→ Work instruction
A complete copy of the entries, exactly as written, is the expected result.

→ Data in this exercise
◆ ◆ ◆ ◆

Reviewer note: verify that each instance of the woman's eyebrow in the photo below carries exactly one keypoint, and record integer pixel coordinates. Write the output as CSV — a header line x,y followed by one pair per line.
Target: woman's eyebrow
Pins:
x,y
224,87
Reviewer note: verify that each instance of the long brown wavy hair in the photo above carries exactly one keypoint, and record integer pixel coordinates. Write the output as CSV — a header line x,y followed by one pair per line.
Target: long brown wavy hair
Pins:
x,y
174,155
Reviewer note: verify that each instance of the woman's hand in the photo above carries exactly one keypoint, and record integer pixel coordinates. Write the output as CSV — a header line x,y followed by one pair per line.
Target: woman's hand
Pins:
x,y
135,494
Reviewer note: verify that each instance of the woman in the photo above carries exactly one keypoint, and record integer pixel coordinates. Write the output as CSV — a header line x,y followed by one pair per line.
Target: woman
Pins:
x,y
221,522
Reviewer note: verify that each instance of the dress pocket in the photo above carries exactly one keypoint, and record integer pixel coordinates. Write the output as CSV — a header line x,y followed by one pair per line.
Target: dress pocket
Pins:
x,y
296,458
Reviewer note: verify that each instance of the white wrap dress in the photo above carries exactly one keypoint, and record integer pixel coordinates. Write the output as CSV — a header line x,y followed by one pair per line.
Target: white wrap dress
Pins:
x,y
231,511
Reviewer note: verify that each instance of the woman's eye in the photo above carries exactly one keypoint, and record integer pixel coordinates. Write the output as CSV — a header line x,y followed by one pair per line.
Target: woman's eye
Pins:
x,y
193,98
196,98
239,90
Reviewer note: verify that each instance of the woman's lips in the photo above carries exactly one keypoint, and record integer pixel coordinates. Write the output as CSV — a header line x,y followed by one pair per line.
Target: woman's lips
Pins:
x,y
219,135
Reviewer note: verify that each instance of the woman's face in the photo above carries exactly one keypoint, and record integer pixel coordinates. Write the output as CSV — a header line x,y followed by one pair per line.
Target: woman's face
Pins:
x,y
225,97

◆ ◆ ◆ ◆

→ Result
Reviewer note: verify that each instance of the woman's eyebrow in the photo below carries exactly one keypoint, and record integer pixel coordinates. Write the output as CSV — a header line x,y followed by one pair per line.
Target: woman's eyebrow
Pins:
x,y
224,87
Reviewer note: verify that each instance of the long brown wavy hair in the photo above carries exactly one keypoint, and record integer pixel coordinates. Write the output as CSV — a header line x,y followed by one pair per line.
Target: long brown wavy hair
Pins:
x,y
174,155
Reviewer note: verify that each instance of the woman's hand in the photo above carries exactly one keypoint, and record integer pixel coordinates. Write the output as CSV — a header line x,y followed by one pair per line.
Target: woman's hand
Pins:
x,y
135,494
Reviewer note: verify that each instance of the woman in the photo above carries exactly one keypoint, and record integer pixel coordinates. Write the output as CSV — a header line x,y followed by one pair per line.
Target: woman
Pins:
x,y
221,522
Reviewer note: verify that each instance of the dress pocket in the photo above carries exactly one keypoint, and record integer pixel coordinates. Write the output as CSV — a header line x,y followed by one pair per line.
Target: dress pocket
Pins:
x,y
296,458
Reviewer note: verify that each instance of the white wrap dress in the photo above carries exactly one keypoint, and record integer pixel coordinates. Write the output as CSV — a header line x,y followed by one pair per line.
Target: white wrap dress
Pins:
x,y
231,511
Reviewer note: verify that each instance of the woman's eye in the photo above carries exactly one keypoint, and record integer pixel coordinates. Write the output as CSV — a header line x,y followed by one pair per line.
Target: woman's eye
Pins:
x,y
193,98
196,98
239,90
Reviewer note: verify that each instance of the woman's lips in the photo above carries exactly one keypoint, and record integer pixel coordinates. Write the output as CSV — a header line x,y followed by one pair per line.
Target: woman's lips
Pins:
x,y
219,135
Reviewer note: verify that each instance of the woman's face in the photo above carries exactly one keypoint, and record integer pixel coordinates. Write the output as CSV — a header line x,y followed by one pair per line.
Target: woman's face
Pins:
x,y
225,97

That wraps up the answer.